↓↓↓

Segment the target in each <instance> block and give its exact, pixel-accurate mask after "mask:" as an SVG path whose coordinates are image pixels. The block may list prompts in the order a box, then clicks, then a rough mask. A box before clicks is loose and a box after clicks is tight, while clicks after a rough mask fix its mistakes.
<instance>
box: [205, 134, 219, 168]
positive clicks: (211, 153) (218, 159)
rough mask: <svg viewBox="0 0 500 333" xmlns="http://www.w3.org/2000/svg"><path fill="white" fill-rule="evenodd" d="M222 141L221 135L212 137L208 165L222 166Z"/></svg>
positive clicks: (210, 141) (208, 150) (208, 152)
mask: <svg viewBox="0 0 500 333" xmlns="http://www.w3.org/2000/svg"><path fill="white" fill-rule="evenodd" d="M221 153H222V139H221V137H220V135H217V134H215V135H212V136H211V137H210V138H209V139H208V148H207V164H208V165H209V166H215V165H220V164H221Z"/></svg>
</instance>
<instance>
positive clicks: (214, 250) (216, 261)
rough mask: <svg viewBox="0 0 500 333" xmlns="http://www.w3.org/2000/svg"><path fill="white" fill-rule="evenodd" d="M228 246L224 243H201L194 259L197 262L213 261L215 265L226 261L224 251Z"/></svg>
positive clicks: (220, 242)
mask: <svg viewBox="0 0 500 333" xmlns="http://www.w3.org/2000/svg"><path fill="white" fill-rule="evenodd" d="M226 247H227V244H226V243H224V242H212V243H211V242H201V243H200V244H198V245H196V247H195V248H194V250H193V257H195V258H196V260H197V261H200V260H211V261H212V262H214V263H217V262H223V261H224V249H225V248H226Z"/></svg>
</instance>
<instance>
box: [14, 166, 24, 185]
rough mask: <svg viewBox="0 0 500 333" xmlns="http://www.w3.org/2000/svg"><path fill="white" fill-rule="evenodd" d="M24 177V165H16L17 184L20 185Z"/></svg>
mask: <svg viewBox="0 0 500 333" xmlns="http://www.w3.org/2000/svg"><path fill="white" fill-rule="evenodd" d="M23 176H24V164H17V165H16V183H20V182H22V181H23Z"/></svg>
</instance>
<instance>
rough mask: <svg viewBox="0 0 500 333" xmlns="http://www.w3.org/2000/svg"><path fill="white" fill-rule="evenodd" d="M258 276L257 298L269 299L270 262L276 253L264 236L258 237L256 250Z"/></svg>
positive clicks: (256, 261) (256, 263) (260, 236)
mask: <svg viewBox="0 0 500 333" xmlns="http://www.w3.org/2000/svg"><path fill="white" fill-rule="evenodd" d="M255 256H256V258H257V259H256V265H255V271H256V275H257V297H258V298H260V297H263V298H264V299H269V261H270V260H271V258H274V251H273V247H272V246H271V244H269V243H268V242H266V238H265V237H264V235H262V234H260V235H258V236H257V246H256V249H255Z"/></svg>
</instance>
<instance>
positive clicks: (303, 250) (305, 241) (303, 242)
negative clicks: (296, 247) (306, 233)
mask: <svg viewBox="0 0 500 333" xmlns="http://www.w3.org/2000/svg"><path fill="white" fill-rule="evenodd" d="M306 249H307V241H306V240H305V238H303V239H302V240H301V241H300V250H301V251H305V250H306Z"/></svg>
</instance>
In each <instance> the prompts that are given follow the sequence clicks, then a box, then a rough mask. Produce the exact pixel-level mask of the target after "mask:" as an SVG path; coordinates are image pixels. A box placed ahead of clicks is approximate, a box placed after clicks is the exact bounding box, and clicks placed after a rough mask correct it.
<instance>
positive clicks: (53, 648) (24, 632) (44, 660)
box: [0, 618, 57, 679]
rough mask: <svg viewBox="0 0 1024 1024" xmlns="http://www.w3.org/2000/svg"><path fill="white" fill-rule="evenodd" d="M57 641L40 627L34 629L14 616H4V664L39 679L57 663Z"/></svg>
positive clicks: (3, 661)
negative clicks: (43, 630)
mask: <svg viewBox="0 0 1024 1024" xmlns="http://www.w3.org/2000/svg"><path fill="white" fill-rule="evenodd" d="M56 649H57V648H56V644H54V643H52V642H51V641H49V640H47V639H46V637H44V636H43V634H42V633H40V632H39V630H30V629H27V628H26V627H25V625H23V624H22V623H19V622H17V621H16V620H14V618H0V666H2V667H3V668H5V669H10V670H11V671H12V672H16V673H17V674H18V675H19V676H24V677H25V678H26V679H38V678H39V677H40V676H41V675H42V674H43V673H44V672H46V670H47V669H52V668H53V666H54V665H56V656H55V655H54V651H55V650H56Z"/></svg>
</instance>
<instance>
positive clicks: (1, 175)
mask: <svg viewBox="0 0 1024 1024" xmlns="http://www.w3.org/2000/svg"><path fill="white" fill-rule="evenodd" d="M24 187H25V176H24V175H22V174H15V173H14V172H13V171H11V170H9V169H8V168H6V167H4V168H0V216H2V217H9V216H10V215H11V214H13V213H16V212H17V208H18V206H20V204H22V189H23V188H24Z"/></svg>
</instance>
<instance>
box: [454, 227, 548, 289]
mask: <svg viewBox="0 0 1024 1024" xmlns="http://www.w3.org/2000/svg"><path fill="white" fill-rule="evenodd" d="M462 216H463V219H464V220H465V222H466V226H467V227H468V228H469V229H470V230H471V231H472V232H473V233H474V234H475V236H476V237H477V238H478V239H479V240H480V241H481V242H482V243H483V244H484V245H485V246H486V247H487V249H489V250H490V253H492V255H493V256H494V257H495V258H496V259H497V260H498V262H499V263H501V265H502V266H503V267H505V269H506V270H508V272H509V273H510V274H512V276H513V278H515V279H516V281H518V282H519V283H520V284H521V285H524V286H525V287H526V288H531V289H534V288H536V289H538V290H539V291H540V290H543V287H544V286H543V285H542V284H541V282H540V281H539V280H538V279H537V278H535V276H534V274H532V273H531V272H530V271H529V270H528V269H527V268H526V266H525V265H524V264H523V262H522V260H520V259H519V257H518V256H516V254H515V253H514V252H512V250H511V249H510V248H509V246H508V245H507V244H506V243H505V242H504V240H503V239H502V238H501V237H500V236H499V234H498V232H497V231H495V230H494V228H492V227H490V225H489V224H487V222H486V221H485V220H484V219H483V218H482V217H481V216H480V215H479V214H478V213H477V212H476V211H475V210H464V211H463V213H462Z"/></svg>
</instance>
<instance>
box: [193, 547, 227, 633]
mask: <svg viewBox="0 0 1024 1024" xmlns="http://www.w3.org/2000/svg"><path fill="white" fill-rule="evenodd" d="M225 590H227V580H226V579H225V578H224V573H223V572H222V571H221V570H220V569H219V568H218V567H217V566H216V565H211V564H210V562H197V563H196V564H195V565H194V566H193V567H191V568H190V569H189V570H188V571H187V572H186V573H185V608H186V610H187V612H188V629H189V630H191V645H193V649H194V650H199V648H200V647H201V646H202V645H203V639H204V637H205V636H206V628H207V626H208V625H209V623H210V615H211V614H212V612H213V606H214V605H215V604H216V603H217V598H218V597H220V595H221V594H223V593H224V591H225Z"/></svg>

↑↑↑

WORK ITEM: Tally the lines of the material that include "then". Only the total should be given.

TASK SOLUTION: 2